■ **Information shown**:
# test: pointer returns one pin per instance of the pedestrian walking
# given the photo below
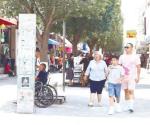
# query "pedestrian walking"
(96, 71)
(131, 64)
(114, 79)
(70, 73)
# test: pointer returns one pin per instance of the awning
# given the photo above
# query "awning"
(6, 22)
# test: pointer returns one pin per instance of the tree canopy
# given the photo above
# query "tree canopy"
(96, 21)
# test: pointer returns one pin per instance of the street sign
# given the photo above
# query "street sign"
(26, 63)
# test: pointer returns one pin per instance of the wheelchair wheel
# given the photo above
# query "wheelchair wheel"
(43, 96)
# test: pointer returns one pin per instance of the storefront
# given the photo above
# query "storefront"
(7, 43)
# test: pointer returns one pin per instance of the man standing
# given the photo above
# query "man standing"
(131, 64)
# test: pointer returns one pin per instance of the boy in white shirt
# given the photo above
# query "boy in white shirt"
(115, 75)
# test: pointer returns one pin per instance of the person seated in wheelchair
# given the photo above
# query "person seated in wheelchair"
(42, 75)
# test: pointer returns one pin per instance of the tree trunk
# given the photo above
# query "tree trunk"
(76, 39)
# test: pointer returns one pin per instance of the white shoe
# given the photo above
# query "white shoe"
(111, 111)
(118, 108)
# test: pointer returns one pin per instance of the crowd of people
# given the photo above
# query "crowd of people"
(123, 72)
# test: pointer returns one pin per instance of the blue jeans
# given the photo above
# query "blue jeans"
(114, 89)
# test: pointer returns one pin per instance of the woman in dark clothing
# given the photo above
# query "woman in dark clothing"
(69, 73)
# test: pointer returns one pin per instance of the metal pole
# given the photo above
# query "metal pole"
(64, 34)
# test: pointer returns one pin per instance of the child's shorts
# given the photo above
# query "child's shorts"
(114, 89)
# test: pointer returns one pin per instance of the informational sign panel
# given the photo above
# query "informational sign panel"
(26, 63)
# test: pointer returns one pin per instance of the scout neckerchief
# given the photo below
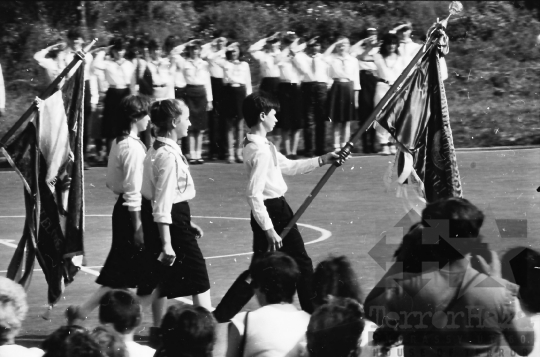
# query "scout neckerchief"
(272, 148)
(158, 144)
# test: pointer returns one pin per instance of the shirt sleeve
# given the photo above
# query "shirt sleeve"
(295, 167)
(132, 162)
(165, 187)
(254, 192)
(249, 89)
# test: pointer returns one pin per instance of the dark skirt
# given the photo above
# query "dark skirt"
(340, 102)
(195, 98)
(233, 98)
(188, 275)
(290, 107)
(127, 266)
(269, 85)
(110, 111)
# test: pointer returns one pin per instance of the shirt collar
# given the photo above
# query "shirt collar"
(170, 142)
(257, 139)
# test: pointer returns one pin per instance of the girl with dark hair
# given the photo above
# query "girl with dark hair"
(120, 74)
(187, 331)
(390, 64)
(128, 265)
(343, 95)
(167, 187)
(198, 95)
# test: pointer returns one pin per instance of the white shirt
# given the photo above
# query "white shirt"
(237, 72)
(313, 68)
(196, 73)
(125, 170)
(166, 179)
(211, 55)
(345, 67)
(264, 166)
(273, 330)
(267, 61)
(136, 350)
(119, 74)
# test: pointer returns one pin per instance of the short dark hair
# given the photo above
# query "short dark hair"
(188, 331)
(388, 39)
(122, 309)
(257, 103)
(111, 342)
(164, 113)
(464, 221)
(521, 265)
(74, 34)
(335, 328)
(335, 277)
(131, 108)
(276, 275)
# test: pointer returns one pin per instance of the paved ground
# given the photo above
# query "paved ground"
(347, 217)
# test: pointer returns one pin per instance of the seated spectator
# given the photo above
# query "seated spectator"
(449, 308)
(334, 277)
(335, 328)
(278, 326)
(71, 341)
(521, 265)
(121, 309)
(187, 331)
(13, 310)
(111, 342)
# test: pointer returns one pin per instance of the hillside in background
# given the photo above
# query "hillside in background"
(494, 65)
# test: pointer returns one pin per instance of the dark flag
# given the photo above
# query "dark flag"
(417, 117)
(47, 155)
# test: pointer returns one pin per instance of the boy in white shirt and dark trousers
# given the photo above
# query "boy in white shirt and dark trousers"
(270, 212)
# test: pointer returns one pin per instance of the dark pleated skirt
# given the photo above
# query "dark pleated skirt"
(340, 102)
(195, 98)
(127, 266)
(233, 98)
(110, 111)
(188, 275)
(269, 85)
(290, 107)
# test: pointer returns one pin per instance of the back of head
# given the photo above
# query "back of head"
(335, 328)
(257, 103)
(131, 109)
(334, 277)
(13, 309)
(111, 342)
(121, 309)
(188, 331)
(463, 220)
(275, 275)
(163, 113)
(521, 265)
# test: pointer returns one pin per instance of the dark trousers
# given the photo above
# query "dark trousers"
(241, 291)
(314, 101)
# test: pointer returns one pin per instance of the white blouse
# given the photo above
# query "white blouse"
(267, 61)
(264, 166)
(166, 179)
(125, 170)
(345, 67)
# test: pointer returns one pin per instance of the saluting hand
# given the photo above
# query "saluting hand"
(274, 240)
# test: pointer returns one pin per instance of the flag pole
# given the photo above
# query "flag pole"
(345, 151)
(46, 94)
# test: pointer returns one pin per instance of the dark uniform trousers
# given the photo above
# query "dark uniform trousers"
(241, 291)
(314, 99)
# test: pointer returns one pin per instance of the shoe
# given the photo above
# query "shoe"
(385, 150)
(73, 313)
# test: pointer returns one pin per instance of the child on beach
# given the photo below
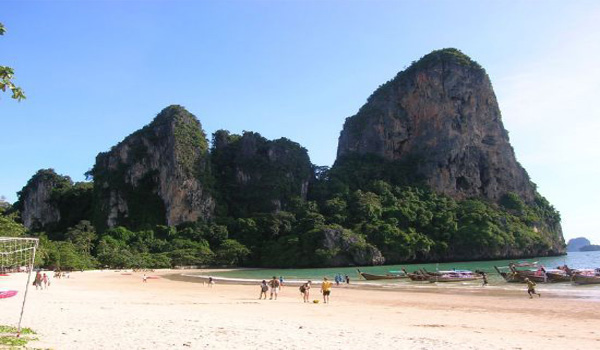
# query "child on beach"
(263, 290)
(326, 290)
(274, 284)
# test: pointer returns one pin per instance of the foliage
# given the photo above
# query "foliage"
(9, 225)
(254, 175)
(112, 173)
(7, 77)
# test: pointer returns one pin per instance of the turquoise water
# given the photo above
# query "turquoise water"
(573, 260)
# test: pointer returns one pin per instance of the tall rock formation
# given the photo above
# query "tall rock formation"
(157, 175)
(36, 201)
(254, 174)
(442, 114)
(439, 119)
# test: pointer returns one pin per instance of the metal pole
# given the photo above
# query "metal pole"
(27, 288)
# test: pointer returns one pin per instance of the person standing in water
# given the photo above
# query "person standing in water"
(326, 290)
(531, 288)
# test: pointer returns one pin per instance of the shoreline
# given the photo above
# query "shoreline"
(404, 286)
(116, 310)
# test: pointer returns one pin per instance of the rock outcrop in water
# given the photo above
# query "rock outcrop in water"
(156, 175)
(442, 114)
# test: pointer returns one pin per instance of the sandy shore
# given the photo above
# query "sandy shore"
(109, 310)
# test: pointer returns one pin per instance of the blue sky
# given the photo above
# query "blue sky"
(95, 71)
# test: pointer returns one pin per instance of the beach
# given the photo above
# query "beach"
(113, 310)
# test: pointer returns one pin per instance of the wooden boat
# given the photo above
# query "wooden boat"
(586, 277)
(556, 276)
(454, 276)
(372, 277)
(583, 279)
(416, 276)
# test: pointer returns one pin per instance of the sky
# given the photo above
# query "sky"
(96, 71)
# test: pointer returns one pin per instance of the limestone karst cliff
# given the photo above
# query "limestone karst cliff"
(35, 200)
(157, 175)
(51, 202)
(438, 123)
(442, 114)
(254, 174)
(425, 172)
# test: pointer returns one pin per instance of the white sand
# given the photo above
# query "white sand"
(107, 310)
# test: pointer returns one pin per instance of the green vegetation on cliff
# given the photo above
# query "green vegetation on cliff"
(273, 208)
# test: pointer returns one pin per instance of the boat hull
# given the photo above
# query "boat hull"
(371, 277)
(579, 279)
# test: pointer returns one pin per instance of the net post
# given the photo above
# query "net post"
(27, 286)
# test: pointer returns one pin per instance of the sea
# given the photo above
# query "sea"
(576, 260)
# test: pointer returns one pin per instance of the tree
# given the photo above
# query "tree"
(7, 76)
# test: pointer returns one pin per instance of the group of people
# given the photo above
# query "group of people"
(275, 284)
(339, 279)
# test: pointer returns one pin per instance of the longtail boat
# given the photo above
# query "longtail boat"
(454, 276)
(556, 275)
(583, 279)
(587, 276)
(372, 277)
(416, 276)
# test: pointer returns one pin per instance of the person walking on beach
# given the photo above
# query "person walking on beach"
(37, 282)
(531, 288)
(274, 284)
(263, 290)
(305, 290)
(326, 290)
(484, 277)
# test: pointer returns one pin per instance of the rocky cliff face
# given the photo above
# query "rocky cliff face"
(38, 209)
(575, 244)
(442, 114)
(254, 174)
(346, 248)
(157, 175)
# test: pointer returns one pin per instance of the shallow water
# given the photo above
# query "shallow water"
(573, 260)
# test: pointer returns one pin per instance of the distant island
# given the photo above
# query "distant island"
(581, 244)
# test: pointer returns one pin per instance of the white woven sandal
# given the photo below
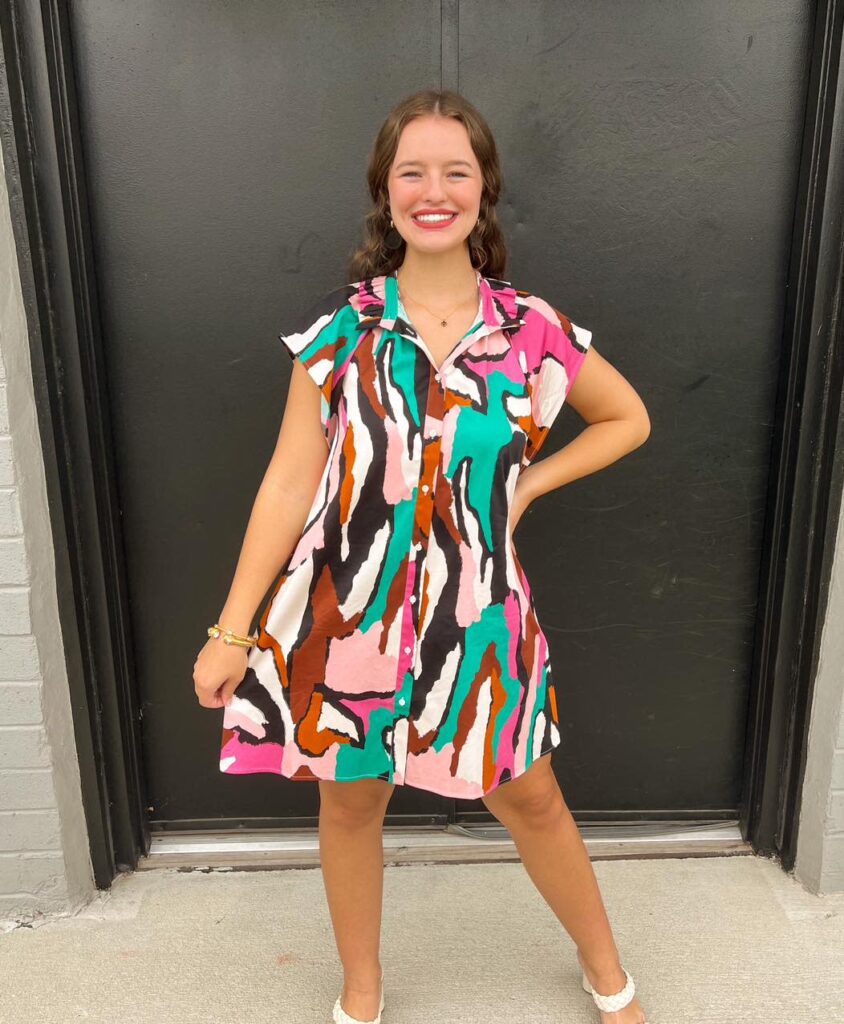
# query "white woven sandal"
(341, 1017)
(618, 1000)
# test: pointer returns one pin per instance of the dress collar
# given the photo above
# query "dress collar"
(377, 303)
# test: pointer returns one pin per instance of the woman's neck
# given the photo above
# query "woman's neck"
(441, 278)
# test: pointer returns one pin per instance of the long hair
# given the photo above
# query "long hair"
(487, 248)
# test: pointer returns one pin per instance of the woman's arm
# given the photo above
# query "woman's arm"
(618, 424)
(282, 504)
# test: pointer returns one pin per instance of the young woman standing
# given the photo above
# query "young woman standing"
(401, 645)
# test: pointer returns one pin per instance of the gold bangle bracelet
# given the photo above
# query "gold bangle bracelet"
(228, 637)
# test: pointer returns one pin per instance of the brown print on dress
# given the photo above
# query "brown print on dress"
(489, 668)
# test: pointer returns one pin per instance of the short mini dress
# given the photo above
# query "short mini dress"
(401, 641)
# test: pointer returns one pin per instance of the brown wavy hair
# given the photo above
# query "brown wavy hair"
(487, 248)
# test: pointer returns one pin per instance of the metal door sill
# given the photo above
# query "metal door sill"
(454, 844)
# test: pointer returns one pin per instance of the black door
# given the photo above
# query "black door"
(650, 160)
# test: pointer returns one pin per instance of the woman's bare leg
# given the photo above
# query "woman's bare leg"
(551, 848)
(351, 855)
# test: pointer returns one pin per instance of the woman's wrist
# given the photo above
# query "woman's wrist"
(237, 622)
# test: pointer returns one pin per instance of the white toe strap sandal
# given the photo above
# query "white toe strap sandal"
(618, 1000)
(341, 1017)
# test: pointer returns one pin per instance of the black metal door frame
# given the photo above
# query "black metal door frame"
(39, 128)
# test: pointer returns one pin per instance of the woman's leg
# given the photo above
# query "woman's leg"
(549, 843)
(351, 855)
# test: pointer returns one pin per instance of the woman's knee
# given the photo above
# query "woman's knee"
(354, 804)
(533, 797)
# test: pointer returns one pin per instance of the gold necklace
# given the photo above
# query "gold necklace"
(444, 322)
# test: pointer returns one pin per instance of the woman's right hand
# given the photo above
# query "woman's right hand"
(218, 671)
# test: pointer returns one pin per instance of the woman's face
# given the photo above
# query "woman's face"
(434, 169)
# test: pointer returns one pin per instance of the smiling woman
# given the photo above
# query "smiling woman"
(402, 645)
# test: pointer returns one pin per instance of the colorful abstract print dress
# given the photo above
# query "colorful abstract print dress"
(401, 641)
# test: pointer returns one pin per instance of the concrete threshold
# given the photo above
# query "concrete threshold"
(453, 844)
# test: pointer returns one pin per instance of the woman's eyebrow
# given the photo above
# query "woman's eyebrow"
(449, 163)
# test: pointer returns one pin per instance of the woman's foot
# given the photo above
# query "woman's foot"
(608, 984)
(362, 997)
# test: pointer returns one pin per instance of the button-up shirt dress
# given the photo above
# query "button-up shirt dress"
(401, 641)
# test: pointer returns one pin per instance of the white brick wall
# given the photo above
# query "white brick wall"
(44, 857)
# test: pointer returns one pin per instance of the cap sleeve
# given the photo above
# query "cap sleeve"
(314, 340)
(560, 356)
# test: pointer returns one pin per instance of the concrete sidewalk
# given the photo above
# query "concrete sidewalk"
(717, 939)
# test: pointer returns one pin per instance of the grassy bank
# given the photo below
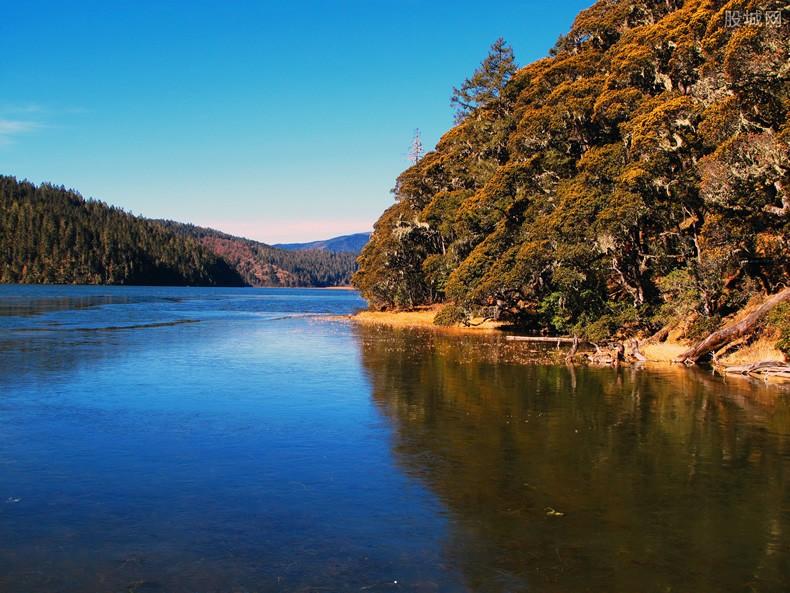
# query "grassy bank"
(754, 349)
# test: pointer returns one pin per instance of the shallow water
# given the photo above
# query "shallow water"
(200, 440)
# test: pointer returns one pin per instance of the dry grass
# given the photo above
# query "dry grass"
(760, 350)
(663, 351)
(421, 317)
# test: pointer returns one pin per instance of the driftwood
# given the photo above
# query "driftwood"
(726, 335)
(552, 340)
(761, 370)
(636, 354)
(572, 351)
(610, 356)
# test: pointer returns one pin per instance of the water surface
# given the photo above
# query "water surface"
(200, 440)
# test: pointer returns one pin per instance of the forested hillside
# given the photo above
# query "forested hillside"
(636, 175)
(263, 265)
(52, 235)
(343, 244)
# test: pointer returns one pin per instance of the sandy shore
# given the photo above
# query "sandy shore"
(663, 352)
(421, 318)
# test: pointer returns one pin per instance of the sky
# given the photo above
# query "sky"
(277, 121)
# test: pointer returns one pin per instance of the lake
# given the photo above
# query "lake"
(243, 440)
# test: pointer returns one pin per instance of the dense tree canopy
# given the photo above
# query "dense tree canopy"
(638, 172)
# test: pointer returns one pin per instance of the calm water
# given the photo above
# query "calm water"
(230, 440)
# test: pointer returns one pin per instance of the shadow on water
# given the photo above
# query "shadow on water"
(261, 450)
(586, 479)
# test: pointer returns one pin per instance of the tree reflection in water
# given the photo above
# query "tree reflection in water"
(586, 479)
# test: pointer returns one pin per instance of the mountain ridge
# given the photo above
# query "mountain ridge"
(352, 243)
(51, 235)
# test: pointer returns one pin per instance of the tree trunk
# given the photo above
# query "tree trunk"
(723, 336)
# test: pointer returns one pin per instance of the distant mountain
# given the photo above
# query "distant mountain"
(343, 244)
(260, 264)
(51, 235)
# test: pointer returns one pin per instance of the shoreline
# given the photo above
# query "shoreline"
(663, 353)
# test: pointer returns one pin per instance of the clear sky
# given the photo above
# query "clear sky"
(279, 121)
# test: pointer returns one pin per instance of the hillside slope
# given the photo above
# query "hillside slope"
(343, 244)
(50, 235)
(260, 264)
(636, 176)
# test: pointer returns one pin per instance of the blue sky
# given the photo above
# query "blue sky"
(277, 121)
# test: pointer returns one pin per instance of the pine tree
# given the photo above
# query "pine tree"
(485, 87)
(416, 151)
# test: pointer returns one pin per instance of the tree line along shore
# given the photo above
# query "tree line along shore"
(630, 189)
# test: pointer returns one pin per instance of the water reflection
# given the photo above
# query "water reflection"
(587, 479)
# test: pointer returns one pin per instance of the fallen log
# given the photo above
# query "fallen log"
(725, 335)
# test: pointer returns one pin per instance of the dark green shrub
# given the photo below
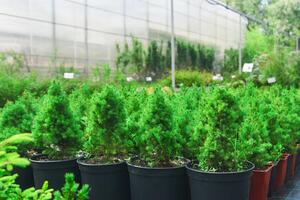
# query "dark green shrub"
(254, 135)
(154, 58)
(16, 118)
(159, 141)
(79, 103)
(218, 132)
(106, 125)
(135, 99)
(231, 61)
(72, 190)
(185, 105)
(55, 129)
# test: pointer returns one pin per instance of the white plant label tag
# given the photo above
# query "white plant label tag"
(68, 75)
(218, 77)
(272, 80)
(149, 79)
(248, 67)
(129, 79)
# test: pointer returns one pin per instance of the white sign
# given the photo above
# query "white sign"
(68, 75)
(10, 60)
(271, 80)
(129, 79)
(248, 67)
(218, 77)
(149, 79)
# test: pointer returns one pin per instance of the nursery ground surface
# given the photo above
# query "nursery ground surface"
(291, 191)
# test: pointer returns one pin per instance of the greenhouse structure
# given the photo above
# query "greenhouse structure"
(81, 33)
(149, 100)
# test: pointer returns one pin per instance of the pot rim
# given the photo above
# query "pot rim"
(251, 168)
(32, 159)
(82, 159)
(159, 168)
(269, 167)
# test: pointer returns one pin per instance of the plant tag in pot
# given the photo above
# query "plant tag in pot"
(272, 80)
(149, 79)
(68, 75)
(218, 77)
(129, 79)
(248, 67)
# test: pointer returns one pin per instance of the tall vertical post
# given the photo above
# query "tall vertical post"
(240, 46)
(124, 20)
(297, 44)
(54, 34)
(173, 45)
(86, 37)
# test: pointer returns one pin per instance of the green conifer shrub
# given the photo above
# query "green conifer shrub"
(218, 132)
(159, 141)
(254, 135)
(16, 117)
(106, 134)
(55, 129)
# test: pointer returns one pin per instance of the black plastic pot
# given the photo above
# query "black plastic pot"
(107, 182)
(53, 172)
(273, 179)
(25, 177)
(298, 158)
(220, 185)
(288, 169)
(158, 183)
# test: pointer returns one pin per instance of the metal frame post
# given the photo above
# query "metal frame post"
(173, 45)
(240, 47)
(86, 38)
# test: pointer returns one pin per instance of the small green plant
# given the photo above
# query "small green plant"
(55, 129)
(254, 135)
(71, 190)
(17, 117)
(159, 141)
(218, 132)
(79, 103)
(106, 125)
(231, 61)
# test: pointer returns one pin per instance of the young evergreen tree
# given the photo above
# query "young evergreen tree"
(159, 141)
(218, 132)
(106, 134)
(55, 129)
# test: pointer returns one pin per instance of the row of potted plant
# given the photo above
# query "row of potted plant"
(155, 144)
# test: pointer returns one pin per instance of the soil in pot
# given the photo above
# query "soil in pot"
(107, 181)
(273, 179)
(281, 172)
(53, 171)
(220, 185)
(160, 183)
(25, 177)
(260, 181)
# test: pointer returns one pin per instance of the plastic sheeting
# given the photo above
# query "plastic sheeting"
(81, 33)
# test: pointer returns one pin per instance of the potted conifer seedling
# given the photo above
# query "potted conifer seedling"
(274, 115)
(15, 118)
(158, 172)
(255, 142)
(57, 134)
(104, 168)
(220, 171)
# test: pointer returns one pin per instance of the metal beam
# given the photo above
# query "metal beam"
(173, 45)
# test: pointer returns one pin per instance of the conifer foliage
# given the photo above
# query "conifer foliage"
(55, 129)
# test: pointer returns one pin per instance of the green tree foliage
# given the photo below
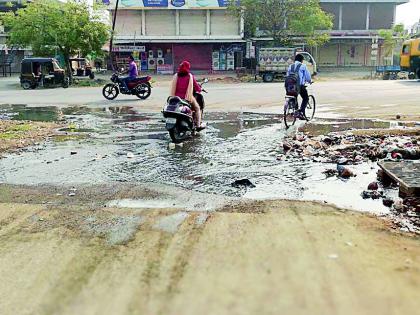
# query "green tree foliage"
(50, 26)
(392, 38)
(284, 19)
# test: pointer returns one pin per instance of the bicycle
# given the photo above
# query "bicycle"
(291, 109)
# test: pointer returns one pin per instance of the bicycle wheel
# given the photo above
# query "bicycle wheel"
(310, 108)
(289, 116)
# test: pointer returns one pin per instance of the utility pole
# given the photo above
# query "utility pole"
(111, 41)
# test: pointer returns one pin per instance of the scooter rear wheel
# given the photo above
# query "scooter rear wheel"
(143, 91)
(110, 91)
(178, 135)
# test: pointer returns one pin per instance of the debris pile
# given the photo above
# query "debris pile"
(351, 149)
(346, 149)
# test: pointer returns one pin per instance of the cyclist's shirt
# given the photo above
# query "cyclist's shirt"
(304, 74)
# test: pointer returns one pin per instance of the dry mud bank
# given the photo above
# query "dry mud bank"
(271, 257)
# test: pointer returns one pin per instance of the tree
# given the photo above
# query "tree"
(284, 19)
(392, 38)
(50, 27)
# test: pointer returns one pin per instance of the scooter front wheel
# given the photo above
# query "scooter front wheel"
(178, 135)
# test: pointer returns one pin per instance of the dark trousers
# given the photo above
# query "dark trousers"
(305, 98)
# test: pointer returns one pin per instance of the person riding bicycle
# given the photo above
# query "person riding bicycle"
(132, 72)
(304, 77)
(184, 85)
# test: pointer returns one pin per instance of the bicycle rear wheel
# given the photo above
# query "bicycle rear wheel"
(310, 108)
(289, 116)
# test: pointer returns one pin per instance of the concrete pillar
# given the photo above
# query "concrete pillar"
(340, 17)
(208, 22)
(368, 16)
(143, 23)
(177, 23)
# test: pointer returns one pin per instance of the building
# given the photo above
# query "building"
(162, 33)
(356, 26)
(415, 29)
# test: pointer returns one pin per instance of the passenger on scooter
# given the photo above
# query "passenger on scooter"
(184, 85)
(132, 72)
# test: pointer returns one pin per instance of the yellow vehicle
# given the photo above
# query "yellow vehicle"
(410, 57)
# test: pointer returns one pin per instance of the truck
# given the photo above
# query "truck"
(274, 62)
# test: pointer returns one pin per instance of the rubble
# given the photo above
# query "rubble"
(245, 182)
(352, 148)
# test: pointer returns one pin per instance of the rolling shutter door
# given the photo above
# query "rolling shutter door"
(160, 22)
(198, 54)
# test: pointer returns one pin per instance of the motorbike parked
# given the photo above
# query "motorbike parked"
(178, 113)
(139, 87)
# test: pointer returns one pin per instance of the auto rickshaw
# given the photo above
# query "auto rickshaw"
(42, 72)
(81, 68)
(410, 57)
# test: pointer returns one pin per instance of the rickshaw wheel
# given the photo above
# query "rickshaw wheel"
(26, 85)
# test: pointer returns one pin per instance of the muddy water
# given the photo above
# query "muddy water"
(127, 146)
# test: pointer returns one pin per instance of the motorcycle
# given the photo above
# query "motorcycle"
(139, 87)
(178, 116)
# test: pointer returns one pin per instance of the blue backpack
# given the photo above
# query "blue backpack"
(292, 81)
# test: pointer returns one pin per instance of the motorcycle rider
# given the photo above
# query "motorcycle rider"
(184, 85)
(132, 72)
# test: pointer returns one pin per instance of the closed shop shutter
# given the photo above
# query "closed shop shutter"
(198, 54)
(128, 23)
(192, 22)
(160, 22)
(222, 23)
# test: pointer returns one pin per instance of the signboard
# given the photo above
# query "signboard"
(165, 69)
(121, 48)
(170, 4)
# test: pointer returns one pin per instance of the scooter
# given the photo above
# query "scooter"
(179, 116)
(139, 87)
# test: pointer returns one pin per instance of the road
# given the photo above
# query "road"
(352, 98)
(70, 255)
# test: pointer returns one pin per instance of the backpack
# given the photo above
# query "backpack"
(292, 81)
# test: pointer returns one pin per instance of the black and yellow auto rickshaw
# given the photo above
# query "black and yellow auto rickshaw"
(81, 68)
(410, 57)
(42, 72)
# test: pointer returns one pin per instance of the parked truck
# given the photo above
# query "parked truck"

■ **Exercise goal**:
Starting with the line that contains "# test: pointer returns one pin per instance of the rubble", write out each line through the end of the listing, exactly as it appears, and include nothing else.

■ **Exercise solution**:
# test: pointer returns one pin per instance of the rubble
# given the photo above
# query "rubble"
(245, 182)
(352, 148)
# test: pointer returns one pin per instance of the rolling shutter door
# given the photo above
# query "rolling shutter door"
(160, 22)
(198, 54)
# test: pointer returns one pin per instance of the motorbike parked
# given the photo above
# query "motorbike parked"
(178, 113)
(139, 87)
# test: pointer returns one pin per instance of the auto rickshaw
# given the photo above
# query "auto rickshaw"
(42, 72)
(81, 68)
(410, 57)
# test: pointer returns one pin per instance of the rickshaw wheel
# given the photo above
# query "rickshaw wheel"
(26, 85)
# test: pointer returns one pin per instance of the muddy water
# given the photo above
# query "muddy water"
(127, 146)
# test: pointer returns one pin per instance of the motorcycle
# given the photo above
# query "motorcycle"
(139, 87)
(178, 116)
# test: pointer returns one pin per instance of the blue backpack
# given the photo above
# query "blue backpack"
(292, 81)
# test: pointer returns one pin per instance of the motorcycle rider
# given the photo above
# query "motorcycle rider"
(184, 85)
(132, 72)
# test: pointer returns one pin per instance of the closed shop shutter
# given the photo above
# query "closed shop shutter"
(198, 54)
(128, 23)
(192, 22)
(160, 22)
(222, 23)
# test: pointer returns one pin per instance of the signboard
# given the photo above
# query "signboard"
(165, 69)
(121, 48)
(170, 4)
# test: pointer returns one pin per instance of the scooter
# given the photo above
# query "scooter"
(179, 116)
(139, 87)
# test: pointer returns one pin per instance of the road
# given the photo above
# query "road"
(352, 98)
(70, 255)
# test: pointer returns one pin per instance of the backpack
# given the photo above
# query "backpack"
(292, 81)
# test: pointer returns one pin per instance of the black and yellow auto rickshaw
# given the photo above
# query "black and yellow auto rickshaw"
(81, 68)
(410, 57)
(42, 72)
# test: pointer returns one pin per instance of the parked truck
# given the photo above
# query "parked truck"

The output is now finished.